#### [DIRECTIONS]
Please repeat every line of the material between the lines holding "Can you find the beige" and "x=803, y=545", inclusive, and nothing outside them. Shift each coordinate in the answers by adding -83 to it.

+++

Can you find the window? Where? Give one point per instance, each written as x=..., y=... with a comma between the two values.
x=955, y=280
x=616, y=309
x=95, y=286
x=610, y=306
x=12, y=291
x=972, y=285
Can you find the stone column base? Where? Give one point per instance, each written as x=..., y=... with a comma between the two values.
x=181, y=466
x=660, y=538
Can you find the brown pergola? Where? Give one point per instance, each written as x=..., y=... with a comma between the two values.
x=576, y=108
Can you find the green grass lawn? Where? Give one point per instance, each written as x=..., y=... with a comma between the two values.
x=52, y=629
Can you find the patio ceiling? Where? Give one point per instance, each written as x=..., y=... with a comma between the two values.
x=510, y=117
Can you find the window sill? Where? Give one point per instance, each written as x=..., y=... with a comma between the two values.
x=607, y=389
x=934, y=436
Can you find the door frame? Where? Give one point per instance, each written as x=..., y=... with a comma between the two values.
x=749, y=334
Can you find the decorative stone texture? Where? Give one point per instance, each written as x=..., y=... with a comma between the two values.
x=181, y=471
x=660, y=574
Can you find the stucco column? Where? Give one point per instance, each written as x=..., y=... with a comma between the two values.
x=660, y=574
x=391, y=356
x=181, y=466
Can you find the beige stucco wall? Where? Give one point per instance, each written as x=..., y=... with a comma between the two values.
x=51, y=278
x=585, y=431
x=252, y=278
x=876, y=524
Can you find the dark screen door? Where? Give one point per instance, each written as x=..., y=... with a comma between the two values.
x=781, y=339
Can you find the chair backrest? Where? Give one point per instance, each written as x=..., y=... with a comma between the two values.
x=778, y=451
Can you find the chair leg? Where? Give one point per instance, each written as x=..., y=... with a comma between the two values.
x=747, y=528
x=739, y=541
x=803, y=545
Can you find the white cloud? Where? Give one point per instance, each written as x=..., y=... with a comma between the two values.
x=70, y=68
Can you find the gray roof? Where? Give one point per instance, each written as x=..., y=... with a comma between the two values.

+++

#### [PROBLEM SOLUTION]
Can you find the beige stucco wall? Where? Give one point per instance, each written as x=..., y=... with a comma between the two values.
x=-32, y=195
x=502, y=348
x=169, y=195
x=793, y=441
Can you find the dark screen door? Where? Give one point per instance, each written as x=..., y=... with a comma between the two values.
x=698, y=256
Can you find the chair backrest? Where? Give one point per instance, each written as x=..., y=... with a comma between the two values.
x=695, y=368
Can you find the chair leg? Where? Give one point per instance, each written as x=..., y=... with a comma between the two values.
x=664, y=445
x=656, y=458
x=720, y=462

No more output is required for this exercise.